Rewrite the records from the line with "the front bumper" through the end of the records, requests included, and shift every coordinate in the answers up by 82.

++++++

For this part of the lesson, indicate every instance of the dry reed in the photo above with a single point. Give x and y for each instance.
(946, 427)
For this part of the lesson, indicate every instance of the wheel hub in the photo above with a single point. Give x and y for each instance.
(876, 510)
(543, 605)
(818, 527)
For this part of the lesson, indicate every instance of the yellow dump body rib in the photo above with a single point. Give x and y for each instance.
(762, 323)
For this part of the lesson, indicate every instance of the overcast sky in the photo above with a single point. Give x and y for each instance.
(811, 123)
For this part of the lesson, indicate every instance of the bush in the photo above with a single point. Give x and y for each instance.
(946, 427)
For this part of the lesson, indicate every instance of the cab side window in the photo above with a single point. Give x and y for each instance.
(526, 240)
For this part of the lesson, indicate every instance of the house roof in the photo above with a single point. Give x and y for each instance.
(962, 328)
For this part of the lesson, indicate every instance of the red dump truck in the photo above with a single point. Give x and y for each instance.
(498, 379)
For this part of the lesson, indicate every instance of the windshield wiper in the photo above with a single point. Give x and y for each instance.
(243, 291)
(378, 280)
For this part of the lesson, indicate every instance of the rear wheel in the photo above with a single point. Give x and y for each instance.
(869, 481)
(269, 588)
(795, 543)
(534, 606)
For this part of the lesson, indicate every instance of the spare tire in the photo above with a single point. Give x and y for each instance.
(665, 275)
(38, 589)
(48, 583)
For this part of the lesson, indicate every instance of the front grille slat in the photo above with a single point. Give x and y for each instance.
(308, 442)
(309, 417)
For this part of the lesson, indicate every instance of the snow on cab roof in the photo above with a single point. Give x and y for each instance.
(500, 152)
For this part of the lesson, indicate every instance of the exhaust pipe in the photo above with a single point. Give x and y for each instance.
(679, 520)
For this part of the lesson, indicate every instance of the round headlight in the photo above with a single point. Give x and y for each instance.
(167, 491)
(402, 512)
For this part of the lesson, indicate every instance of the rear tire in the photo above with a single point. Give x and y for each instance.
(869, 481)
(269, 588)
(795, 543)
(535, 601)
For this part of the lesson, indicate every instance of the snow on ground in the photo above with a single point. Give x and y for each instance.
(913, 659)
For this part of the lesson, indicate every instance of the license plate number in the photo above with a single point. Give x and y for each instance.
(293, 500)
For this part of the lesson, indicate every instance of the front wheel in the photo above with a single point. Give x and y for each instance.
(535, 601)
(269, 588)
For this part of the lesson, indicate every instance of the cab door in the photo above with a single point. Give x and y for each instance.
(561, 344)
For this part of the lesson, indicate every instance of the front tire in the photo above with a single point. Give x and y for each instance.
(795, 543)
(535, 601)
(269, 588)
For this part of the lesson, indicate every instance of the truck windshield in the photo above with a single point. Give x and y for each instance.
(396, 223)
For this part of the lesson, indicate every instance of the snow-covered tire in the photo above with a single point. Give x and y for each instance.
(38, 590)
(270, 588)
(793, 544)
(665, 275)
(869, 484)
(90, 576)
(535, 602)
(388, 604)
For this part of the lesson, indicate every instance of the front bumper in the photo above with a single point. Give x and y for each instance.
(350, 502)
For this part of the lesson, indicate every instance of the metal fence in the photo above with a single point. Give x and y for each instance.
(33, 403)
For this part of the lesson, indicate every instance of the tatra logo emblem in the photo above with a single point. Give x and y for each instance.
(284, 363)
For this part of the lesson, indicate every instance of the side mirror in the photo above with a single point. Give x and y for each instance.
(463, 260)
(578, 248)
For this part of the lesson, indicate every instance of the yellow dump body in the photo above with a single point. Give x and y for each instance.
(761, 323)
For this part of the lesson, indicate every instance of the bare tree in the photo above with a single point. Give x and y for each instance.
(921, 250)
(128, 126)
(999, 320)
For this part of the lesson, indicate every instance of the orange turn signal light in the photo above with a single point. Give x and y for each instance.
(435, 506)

++++++

TASK SOLUTION
For this part of the lesson, indicate every instance of the front bumper in the photo above with a single point. Give x and y for each instance.
(432, 584)
For this part of the lesson, indicate every instance of the metal fence in the photo above with a single point. Give x and y for each instance.
(115, 485)
For this part of the lesson, indicate every instance of the tatra logo emblem in the photo above with a single point. Give x and y for each instance.
(366, 445)
For this part of the lesson, indicate every instance of the side mirror in the photo above with a single point. Give x and y for each instance.
(545, 342)
(660, 330)
For this part of the lesson, indicate every instance of the yellow dump body in the photo above with a single point. Give x and y for each instance.
(843, 405)
For this part of the lesson, indicate every instance of the bare tree in the photo above with a single point. Give x and y for each instance.
(1003, 332)
(210, 208)
(1081, 402)
For this part of the lesson, indicate every instance of the orange turn signal light in the photo above with a single point. Give x and y for each instance.
(517, 588)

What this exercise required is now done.